Requirements
Count the lines below that contain the string "laundry". Reply with the number alone.

Working data

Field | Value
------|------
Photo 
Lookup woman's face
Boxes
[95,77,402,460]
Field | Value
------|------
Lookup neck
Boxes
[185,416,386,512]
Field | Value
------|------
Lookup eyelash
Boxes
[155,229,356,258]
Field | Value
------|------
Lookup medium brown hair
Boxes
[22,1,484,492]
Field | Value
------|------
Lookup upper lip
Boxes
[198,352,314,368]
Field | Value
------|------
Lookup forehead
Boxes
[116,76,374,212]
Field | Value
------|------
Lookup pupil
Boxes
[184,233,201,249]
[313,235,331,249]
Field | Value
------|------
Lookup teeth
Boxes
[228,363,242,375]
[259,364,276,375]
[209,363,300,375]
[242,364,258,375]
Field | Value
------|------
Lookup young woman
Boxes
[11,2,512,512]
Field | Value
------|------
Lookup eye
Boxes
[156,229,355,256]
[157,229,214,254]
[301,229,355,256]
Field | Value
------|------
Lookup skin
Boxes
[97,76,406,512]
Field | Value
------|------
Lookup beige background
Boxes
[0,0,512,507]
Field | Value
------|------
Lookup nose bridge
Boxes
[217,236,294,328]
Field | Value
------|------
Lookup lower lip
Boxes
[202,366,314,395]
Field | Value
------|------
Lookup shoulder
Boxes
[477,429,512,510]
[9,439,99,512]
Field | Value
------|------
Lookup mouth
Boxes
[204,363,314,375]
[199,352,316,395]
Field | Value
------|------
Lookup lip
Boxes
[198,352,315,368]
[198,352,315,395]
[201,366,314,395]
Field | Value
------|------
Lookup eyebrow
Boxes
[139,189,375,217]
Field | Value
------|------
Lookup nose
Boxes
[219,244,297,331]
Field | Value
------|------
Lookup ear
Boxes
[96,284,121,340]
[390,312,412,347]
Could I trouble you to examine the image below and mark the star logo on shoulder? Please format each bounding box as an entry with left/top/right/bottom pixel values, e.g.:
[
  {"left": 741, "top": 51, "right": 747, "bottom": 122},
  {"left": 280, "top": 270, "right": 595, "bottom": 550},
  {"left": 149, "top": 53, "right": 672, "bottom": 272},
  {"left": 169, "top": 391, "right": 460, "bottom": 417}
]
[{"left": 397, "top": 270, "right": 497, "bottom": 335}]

...

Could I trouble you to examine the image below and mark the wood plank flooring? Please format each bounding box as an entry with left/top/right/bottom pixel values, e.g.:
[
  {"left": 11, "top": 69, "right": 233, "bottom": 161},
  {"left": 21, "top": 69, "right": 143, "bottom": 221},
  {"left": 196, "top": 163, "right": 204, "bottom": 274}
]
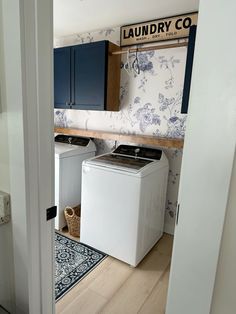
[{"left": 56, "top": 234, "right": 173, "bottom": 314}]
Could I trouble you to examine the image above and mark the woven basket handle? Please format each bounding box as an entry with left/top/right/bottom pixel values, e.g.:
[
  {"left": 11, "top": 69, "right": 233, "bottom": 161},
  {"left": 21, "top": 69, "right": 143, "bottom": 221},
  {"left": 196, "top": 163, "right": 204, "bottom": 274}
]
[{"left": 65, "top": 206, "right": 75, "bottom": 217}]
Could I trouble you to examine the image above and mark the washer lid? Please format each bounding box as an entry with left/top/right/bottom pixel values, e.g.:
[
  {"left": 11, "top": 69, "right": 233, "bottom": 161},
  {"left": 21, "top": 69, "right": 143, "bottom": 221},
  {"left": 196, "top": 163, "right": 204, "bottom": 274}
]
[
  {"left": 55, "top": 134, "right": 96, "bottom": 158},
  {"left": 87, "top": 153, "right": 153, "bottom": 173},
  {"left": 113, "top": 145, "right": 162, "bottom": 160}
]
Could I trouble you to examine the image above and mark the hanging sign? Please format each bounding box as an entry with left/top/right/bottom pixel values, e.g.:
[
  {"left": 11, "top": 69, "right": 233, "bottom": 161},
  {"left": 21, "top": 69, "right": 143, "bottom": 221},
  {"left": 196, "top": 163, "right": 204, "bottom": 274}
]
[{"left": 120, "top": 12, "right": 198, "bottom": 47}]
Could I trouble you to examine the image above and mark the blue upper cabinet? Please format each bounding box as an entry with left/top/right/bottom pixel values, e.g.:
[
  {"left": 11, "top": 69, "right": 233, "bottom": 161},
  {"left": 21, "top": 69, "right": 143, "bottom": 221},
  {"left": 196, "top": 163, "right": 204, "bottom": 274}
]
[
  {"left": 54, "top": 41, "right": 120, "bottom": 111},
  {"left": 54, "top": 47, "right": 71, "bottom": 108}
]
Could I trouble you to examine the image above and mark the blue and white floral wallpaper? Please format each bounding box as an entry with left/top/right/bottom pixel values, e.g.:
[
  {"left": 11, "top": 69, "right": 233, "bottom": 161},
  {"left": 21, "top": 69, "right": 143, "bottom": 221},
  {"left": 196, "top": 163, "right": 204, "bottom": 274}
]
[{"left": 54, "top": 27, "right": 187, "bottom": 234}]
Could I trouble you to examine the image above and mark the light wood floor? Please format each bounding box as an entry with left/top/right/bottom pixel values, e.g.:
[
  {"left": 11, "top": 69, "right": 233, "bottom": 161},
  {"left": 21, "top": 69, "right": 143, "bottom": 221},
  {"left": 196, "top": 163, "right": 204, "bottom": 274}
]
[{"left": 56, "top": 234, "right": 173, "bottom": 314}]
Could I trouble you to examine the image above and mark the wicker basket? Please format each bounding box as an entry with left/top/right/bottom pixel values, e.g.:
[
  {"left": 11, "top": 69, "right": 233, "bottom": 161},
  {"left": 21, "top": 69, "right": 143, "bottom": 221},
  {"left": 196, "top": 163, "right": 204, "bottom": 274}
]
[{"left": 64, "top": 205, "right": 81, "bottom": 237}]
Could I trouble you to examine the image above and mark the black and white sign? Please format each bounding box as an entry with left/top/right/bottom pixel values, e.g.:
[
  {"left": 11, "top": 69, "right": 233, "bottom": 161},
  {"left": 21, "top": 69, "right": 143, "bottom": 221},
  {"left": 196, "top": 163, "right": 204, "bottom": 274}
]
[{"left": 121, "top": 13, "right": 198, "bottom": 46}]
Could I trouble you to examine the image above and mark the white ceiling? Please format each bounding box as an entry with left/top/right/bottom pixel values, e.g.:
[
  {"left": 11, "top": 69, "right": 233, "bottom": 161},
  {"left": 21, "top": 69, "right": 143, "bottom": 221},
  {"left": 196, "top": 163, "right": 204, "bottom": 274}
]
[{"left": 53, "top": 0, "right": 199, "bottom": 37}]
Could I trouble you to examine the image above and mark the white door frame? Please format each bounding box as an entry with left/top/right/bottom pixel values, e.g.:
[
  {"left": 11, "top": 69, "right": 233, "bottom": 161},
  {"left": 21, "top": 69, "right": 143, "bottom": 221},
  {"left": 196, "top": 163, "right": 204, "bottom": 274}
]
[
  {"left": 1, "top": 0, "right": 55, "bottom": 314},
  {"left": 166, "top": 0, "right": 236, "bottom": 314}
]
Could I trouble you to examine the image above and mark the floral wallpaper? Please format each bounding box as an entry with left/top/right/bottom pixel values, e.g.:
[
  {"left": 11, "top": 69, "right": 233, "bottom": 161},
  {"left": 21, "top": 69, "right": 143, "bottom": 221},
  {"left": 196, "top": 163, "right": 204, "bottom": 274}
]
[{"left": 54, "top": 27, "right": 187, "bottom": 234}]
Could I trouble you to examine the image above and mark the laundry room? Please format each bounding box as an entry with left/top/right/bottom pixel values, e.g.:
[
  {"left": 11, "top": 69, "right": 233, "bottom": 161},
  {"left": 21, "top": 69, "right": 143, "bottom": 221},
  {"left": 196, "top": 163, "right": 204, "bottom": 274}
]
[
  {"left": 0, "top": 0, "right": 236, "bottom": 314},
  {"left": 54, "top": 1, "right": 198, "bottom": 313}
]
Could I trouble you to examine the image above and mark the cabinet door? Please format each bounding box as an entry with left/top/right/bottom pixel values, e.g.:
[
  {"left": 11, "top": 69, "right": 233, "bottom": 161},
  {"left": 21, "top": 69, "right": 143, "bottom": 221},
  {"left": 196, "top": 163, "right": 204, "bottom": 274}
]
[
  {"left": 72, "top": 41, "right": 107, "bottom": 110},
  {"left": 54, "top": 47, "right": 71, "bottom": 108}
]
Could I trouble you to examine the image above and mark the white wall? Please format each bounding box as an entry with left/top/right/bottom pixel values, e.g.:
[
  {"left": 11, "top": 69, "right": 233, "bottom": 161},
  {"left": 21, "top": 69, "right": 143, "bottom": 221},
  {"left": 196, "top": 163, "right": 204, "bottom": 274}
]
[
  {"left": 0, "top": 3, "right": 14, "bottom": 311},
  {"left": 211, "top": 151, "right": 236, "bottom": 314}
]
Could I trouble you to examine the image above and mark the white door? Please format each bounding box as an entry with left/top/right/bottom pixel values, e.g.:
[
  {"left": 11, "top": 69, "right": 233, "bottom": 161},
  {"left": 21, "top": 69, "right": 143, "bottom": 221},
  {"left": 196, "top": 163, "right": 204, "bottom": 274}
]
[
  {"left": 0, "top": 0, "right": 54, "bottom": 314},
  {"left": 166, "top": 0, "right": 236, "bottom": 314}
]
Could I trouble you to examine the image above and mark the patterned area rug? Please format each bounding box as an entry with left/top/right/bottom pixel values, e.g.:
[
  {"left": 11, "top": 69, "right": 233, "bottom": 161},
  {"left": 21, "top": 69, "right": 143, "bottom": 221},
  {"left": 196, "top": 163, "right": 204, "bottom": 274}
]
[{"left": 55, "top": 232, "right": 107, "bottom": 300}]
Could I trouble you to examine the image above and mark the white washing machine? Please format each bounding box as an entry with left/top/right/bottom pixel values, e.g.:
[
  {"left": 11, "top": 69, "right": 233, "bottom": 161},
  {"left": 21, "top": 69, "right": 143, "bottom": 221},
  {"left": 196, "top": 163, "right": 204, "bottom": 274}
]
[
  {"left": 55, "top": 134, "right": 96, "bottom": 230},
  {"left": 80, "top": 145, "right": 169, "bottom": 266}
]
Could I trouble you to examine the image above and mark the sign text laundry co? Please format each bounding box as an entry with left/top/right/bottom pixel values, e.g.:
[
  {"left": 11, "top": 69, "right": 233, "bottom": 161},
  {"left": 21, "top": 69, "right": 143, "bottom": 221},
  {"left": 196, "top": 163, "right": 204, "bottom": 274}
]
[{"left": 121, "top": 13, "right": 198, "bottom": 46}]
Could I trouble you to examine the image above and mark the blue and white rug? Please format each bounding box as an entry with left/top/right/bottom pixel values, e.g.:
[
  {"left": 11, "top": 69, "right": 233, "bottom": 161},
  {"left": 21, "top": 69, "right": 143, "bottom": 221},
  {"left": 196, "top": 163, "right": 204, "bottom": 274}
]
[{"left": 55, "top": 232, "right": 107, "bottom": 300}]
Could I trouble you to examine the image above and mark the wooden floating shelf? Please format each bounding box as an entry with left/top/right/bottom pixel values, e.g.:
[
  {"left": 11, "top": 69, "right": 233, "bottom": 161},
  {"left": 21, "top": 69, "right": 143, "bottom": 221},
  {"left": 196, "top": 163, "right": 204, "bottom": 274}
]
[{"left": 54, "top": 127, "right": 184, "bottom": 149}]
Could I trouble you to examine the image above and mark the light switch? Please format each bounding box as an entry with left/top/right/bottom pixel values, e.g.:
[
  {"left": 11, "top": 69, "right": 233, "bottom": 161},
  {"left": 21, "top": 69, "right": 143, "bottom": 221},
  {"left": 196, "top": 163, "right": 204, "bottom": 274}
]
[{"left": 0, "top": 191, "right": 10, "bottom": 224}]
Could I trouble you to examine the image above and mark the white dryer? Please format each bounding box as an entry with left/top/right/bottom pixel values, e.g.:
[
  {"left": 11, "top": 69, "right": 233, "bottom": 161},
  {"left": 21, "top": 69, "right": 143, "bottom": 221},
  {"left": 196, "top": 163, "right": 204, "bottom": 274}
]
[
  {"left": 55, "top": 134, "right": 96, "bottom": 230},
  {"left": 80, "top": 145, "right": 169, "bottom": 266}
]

Response to the exercise
2